◆ Textabschnitt ◆
Die zweite wichtige Aufgabe der SAREB scheint nämlich zu sein, die Immobilienpreise wieder auf ein gewinnversprechendes Niveau zu heben und den Hypothekarkredit zu beleben. Diesbezügliche Erfolgsmeldungen kann man glauben oder nicht. Ein wirklicher Durchbruch scheint bis heute nicht stattgefunden zu haben, ein großer Anteil der Hypothekarkredite bleibt uneinbringlich, weil die Schuldner sich ins Ausland abgesetzt haben, entweder nach Lateinamerika oder in andere EU-Staaten.
Damit ist auch der spanische Bausektor nicht mehr wirklich auf die Füße gekommen und hält sich mit staatlichen und Auslandsaufträgen irgendwie über Wasser.
Und deswegen ist letztlich auch die Popular gekracht: Die Hoffnung, nach einer Durststrecke wieder ins Hypothekargeschäft zu kommen, bewährte sich nicht.

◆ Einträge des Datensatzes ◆
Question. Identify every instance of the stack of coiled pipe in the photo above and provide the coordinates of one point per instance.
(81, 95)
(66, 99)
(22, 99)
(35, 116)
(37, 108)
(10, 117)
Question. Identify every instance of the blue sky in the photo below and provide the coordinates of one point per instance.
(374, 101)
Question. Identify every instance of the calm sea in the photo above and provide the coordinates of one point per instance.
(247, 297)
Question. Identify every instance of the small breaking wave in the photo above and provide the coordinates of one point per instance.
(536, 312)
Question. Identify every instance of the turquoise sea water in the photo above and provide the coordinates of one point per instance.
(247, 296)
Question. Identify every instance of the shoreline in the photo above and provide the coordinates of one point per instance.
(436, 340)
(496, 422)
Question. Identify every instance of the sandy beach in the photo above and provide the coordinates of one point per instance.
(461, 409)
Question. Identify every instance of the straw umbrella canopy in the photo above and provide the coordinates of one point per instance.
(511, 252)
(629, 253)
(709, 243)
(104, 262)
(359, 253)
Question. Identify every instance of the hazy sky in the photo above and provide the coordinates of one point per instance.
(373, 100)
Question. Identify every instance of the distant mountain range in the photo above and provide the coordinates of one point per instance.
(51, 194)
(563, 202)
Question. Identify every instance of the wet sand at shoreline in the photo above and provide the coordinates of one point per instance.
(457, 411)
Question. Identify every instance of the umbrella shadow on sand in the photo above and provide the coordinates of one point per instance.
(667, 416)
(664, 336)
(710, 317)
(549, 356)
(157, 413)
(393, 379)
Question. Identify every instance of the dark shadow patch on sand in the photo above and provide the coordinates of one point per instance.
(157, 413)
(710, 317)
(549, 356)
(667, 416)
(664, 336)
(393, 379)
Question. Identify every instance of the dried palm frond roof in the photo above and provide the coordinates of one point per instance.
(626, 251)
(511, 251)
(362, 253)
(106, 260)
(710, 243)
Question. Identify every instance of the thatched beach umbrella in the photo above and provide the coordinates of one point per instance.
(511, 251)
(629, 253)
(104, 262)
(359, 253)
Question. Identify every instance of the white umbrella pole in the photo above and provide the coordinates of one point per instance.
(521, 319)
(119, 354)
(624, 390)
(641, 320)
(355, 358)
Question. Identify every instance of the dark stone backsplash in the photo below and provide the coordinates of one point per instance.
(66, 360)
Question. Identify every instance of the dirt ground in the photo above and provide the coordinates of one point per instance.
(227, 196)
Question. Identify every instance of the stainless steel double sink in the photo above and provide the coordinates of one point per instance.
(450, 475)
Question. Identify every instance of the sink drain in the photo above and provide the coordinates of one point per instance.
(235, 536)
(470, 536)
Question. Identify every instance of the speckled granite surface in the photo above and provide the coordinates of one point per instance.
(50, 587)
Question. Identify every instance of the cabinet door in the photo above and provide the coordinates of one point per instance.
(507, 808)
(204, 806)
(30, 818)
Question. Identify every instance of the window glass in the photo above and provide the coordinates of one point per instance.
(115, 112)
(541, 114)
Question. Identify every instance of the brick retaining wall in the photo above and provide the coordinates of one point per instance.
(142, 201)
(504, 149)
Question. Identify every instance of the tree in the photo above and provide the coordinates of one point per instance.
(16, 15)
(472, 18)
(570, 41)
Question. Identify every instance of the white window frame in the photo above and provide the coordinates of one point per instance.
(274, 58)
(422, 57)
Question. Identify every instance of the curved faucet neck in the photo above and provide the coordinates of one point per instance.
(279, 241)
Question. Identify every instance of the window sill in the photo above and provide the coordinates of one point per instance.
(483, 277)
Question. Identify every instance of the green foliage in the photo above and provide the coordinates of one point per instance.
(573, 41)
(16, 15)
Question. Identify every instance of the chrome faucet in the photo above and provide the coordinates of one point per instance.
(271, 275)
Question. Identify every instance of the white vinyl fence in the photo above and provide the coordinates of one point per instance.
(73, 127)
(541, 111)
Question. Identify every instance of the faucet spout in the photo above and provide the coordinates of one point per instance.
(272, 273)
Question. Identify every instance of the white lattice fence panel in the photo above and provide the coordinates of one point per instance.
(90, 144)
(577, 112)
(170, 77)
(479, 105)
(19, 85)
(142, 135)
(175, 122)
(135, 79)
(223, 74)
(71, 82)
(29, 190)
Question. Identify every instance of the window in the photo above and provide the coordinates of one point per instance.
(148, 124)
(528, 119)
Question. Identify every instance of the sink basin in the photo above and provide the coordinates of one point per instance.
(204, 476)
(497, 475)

...

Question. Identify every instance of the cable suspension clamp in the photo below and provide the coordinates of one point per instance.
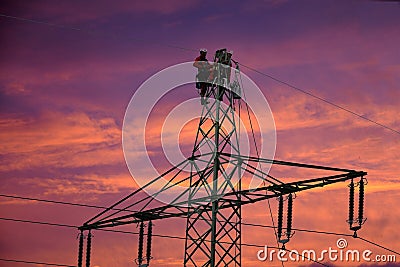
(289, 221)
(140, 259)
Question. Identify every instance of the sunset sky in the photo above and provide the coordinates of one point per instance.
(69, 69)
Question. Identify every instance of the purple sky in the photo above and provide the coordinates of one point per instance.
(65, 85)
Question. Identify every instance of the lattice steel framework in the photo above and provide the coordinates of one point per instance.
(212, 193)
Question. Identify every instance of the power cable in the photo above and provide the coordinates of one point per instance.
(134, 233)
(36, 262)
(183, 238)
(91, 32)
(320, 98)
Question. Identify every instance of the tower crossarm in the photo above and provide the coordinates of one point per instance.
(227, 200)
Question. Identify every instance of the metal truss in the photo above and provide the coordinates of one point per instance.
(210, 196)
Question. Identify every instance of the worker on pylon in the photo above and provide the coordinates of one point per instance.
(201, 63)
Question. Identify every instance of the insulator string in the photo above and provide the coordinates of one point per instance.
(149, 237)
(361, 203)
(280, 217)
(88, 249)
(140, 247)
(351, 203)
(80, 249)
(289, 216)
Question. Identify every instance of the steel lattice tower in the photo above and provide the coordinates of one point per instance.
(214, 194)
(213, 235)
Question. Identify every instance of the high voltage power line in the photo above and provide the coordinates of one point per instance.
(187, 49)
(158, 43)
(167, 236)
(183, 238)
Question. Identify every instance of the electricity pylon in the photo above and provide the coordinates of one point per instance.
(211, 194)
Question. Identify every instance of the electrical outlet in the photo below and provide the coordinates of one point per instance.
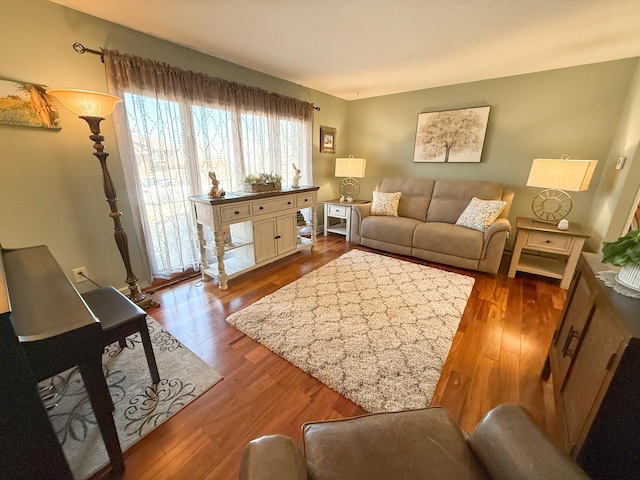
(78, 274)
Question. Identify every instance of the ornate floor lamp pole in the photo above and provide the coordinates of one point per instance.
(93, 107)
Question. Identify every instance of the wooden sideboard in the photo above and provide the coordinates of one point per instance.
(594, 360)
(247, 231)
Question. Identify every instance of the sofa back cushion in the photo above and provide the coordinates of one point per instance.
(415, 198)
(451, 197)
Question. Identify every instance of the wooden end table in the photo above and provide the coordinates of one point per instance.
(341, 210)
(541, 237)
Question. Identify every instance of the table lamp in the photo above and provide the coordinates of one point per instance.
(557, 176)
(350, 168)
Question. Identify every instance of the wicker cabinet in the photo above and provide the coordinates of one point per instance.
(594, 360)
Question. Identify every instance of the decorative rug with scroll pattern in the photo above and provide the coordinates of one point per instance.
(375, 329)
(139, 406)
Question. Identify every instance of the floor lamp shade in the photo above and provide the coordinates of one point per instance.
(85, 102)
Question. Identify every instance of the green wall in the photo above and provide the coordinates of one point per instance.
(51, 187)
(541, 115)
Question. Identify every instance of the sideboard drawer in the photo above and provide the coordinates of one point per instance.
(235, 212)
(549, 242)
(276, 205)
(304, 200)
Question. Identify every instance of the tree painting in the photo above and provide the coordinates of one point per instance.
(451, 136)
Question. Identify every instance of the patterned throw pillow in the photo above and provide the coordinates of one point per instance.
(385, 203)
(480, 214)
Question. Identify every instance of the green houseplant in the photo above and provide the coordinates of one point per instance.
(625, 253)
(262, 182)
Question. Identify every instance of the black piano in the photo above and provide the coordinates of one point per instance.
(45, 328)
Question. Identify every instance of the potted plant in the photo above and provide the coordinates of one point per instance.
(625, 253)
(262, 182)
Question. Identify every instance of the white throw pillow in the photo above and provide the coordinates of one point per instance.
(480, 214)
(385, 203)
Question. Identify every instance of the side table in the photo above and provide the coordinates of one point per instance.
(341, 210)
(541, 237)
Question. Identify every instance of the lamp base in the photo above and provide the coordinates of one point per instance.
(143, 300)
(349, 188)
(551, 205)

◆ Ziel der Übung ◆
Führe den Text über die SAREB und den spanischen Immobilienmarkt im Anschluss an seinen letzten Satz weiter.

◆ Ergebnis ◆
Der Grund, die Bank zu übernehmen und zu verkaufen, war schließlich ein Run auf die Bank, aufgrund der sich häufenden Negativmeldungen. Da griff die Euro-Bankenaufsicht ein.
6. Die europäische Bankenaufsicht
Schon die Namensgebung der Bankenaufsicht ist eigenartig: Überall sind „Mechanismen“ zugegen, aber die Beschlüsse erfolgen nicht mechanisch, sie müssen dann schon von Menschen gefaßt werden.
Wie sich inzwischen aufgrund der Anhörungen der spanischen Untersuchungskommission herausgestellt hat, hatte der EZB-Bankenaufsichts-Ausschuß SRB im Mai 2017 die Buchprüfer-Firma Deloitte beauftragt, sich die Bilanzen und Perspektiven der Bank anzuschauen. Die Firma erstellte 3 Szenarien, ein positives und 2 negative. Außerdem hat dieser Ausschuß eine eigene Bewertung erstellt, die auch negativ war.
Auf dieser Grundlage kam es zum Entschluß des SRB-Ausschusses, die Popular an Santander für einen symbolischen Euro zu verkaufen.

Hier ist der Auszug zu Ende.